# SELECTED PASSAGE:

[CW: This article mentions death and cancer.]
I first started playing field hockey when I was eight years old. My mother had played field hockey at Middlebury College, and she and a close friend of hers started a recreational league in our town. So naturally, when they didn’t have enough people on the teams the first few years, she signed me up to play. At first it was simply an obligation, but after a year or two, I grew to really love the sport.
I continued playing field hockey, along with other sports, throughout my childhood and my high school career. Going into my freshman year, I had to decide if I wanted to continue playing field hockey or soccer, since both were fall sports and I could only try out for one of the teams at my school. I ended up choosing field hockey because I could join the school field hockey team and play for my club soccer team for one more year, and after that it made more sense for me to just continue with field hockey. Despite this anti-climatic transition into my more serious field hockey career, I am incredibly grateful that I chose to pursue this sport because it has shaped me into who I am today.

# Stored data entries:
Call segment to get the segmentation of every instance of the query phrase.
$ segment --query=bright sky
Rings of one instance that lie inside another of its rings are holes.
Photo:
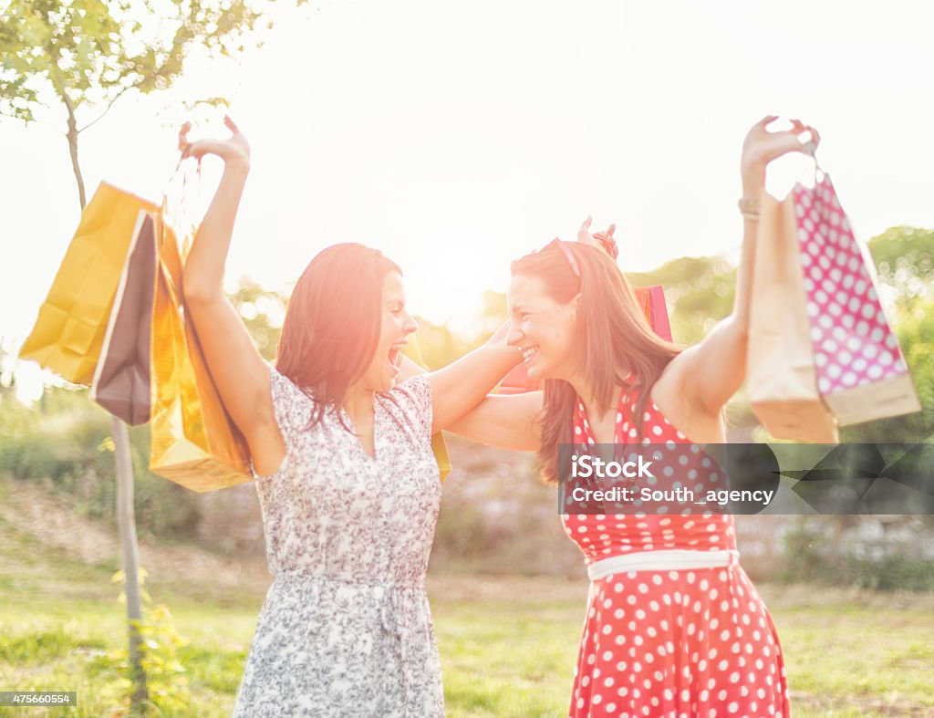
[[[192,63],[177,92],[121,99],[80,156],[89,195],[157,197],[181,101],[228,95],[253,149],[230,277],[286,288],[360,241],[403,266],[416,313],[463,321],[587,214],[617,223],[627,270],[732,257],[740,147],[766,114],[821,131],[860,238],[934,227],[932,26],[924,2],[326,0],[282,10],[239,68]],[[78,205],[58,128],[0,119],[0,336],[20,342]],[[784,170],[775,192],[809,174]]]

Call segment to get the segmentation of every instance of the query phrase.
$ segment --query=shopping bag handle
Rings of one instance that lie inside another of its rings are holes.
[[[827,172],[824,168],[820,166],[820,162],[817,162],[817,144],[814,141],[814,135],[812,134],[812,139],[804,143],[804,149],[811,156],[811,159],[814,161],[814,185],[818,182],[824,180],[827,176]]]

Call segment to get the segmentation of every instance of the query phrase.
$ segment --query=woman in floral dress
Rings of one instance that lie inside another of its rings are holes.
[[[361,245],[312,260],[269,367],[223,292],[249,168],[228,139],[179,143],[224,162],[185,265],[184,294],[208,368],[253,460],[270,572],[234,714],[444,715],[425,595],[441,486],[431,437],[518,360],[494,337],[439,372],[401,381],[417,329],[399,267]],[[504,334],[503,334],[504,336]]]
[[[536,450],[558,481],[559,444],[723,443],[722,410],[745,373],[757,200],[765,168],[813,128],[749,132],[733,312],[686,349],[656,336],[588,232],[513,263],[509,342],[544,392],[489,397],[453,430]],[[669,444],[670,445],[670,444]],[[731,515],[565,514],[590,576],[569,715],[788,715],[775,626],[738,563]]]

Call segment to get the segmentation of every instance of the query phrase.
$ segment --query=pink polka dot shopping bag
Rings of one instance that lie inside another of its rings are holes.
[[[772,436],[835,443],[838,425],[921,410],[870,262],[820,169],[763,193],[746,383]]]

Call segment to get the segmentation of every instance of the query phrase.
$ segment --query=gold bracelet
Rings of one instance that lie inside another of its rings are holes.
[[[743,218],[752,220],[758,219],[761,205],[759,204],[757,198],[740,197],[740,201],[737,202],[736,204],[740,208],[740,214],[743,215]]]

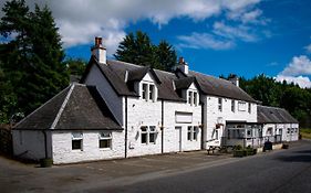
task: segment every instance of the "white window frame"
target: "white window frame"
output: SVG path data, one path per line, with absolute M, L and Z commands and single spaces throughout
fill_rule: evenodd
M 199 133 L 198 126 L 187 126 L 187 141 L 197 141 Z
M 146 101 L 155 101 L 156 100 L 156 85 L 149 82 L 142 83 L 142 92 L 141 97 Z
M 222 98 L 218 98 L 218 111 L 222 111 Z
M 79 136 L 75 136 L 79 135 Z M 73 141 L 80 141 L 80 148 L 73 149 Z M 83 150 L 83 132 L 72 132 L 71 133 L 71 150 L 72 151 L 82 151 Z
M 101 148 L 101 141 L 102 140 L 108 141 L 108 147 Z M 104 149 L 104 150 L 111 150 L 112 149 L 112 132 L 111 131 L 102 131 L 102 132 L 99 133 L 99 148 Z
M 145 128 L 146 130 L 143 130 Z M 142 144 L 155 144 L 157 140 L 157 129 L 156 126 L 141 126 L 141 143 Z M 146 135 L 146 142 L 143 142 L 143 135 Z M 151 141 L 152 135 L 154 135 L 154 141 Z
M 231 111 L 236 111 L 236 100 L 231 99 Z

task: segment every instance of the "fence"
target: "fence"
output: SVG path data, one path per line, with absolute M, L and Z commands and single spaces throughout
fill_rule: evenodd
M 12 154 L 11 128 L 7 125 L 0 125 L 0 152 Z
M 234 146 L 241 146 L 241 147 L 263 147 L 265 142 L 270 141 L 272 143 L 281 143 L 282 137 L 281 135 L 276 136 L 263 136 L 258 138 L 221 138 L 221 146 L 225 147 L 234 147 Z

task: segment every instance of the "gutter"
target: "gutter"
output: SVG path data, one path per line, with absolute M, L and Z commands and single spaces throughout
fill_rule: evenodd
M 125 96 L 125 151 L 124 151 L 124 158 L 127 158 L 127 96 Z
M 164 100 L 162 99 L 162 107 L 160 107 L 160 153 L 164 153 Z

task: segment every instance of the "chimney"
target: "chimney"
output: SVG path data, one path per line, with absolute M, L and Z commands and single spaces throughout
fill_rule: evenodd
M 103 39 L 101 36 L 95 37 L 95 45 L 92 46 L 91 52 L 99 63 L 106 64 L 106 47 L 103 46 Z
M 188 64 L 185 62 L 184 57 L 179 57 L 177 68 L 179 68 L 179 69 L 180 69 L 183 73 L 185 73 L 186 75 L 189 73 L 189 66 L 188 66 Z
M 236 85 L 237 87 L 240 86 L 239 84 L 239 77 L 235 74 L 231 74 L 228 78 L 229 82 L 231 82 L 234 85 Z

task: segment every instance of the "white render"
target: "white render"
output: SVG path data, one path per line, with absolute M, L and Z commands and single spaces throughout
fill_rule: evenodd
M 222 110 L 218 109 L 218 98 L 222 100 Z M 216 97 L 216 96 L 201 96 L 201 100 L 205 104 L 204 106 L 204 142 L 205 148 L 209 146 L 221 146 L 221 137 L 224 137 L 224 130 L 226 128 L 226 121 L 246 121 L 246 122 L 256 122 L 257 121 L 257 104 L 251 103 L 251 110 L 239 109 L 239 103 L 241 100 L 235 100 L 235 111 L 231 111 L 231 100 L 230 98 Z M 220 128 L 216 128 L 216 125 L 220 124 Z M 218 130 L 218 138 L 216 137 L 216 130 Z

# HOW TO COMPLETE THIS TASK:
Pick up the personal essay about playing field hockey right after its last sentence and keep writing it.

# TASK ANSWER:
There are many reasons why I started playing field hockey and why I decided to continue playing it at the collegiate level, reasons that I’m sure are true for every NCAA student-athlete. For one, I am painfully competitive, and the turf is one place where that attitude is accepted and encouraged. Along with this, being part of a team has been one of the most rewarding experiences of my life. Field hockey has surrounded me with people who are driven, hard-working and passionate, and who push me to be the same. Field hockey has taught me to push myself past my limits, and that in order to get better at something you have to truly dedicate yourself to it. The feeling of mastering a new skill or beating a difficult opponent is like no other.
I have always accepted that these are the reasons why I play field hockey, why I spend more time on the field than in the classroom some semesters and why I endure the stress and sometimes sleepless nights of the fall season. I play because I love the game and because my teammates with whom I share it have become my best friends in the world. But an experience I had this past summer gave me a new perspective on my love for sports.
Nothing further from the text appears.